Task goal - Swap "dry grass field" for "parched grass field" throughout the records below and change nothing else. Leave the pictures out of your answer.

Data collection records
★ ★ ★

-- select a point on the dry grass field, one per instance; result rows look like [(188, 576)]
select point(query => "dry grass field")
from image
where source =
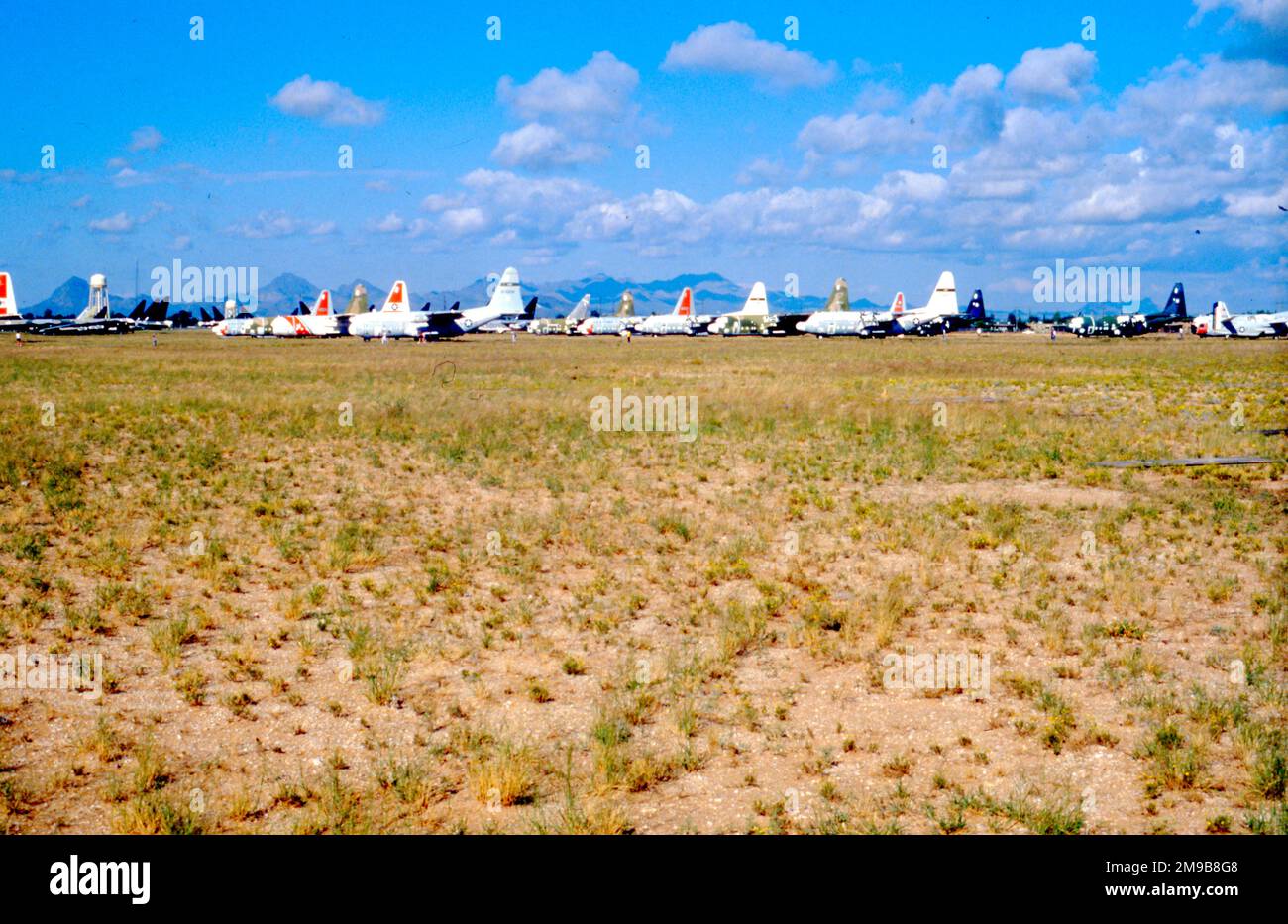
[(359, 587)]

★ ★ ★

Correct response -
-- select a point on the parched grass field, one per instance; result rows look like [(188, 576)]
select point(query => "parched grass field")
from image
where source =
[(359, 587)]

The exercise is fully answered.